→ WHAT TO PRODUCE:
Output every line of the material below as a numbered list, leaving out any blank lines.
-------- AVAILABLE DATA
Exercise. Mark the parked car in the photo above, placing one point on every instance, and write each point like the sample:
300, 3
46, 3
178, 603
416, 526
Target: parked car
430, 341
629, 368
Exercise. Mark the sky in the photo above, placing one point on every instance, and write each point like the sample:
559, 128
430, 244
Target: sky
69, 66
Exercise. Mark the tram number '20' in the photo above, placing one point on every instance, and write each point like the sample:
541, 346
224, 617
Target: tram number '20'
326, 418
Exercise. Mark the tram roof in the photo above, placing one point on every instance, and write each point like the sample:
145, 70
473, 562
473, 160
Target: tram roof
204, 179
----------------
→ THE RESULT:
1. Exercise. Mark the parked car in the photo above, placing one point on every instance, and write each point like the sample:
2. 300, 3
3. 46, 3
4. 178, 603
5. 416, 526
6. Target: parked car
7. 430, 341
8. 629, 368
9. Exercise. Mark the sky in the photo above, placing one point on every instance, and write each point like the sample:
10. 559, 128
11. 430, 244
12. Target: sky
13. 69, 66
14. Exercise. Mark the tram number '20' in the photo above, placing one point on every instance, and write each point like the sample:
15. 541, 346
16. 224, 617
17. Target: tram number '20'
18. 326, 418
19. Exercise. Mark the tram roof in the photo above, placing one point on every instance, and write each point like the sample:
20. 145, 70
21. 473, 562
22. 473, 160
23. Target: tram roof
24. 204, 179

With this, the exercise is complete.